→ GIVEN PROBLEM
Copy out every line of the records below that contains the word "rump", and note that case counts.

→ RECORDS FOR PROCESSING
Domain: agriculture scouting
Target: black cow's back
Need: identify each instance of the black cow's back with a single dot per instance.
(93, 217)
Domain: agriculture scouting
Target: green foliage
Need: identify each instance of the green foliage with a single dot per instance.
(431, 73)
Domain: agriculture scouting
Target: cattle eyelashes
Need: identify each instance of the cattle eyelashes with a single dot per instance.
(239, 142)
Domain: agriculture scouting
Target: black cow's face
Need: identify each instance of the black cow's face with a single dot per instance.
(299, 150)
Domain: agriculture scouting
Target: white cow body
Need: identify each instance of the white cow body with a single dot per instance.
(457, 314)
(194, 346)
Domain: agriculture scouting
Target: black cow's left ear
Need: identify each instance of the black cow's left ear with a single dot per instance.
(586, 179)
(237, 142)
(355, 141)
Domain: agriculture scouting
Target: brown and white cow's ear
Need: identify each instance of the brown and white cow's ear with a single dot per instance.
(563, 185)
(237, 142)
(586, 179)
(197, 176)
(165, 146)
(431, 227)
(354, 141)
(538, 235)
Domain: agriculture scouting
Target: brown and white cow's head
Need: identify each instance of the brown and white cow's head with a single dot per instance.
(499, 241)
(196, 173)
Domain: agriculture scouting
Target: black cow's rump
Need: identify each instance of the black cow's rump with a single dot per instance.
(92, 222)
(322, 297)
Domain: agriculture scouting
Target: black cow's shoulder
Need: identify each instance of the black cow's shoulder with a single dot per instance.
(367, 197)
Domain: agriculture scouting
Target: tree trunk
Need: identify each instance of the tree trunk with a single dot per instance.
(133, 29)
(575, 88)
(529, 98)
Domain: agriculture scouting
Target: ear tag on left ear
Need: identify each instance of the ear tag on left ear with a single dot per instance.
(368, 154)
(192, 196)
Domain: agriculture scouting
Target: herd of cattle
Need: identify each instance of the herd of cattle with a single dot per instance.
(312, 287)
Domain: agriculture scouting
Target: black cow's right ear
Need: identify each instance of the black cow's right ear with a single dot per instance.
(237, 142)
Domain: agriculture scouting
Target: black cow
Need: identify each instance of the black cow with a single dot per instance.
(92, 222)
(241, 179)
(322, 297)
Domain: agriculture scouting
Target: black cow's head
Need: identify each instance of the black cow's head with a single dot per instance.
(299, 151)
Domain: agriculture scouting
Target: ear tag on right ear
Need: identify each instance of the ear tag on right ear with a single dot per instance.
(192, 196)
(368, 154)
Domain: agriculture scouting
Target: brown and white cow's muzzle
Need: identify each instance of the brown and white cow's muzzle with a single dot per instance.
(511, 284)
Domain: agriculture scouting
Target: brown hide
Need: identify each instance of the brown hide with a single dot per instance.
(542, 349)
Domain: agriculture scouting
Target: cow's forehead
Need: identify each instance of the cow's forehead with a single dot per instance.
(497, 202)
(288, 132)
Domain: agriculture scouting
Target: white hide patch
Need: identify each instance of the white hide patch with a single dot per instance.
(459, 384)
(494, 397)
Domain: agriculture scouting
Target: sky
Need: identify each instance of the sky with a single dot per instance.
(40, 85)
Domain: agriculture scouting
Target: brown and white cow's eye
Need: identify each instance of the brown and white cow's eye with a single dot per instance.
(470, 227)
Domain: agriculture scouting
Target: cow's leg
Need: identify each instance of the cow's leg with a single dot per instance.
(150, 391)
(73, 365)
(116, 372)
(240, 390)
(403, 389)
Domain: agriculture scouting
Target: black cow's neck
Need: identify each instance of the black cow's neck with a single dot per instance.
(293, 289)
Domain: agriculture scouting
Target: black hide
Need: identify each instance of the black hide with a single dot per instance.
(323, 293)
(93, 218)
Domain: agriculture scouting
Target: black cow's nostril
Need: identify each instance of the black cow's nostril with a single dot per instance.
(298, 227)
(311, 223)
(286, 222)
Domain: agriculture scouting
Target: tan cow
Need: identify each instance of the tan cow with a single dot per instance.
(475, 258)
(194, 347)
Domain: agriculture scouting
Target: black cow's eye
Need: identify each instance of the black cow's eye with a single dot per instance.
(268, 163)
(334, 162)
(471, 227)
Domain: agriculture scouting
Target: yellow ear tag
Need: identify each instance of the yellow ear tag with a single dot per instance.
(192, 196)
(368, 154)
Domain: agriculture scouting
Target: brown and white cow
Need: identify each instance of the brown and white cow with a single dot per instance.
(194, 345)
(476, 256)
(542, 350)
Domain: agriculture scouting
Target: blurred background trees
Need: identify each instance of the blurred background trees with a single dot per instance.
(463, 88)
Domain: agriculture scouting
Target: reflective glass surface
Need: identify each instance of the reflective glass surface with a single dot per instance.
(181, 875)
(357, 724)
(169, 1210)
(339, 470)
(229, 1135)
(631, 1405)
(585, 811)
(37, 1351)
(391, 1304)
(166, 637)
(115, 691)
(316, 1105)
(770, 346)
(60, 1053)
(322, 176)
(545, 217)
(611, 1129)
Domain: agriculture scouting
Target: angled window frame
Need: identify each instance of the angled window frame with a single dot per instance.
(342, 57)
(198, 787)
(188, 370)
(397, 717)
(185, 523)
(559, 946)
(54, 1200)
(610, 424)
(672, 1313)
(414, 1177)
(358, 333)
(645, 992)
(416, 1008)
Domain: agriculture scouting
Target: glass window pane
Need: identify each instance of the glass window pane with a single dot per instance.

→ EXERCISE OUTPUT
Target: black cow's rump
Need: identify each instance of the black cow's rump with a single dot per instance.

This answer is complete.